Aim
Please convert the lines from the one containing "Question 4: What bounding box encloses the football field" through the end of the items into a Markdown table with the columns Row and Item line. Leave out blank lines.

Records provided
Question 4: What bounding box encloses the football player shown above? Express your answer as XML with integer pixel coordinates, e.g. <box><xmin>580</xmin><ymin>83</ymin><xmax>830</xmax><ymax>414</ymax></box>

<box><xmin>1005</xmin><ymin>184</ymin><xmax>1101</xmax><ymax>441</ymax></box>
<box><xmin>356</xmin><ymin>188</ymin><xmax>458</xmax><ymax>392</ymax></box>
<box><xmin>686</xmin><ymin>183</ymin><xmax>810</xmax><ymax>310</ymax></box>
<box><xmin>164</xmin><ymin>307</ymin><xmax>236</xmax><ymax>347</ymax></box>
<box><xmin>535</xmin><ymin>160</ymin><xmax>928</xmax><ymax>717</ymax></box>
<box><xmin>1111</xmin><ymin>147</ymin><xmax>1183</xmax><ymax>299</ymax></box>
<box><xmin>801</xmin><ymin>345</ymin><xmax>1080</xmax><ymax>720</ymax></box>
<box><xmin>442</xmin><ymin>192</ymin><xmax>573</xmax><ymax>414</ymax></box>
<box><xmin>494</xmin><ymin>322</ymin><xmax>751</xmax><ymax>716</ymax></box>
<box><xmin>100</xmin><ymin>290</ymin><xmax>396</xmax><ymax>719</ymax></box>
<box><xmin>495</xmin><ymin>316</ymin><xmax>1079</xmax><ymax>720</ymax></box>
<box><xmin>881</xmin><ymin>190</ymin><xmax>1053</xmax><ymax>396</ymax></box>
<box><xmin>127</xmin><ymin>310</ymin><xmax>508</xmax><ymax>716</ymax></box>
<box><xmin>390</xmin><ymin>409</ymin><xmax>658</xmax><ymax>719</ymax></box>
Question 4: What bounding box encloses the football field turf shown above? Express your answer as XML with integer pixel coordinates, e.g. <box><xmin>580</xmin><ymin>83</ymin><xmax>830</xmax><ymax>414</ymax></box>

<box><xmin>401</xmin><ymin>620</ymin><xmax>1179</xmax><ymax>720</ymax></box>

Full response
| Row | Item line |
|---|---|
| 1 | Question 4: What bounding box encloses the football field turf shown above? Express your answer as XML with integer pixel coordinates, e.g. <box><xmin>580</xmin><ymin>83</ymin><xmax>830</xmax><ymax>414</ymax></box> |
| 2 | <box><xmin>401</xmin><ymin>620</ymin><xmax>1179</xmax><ymax>720</ymax></box> |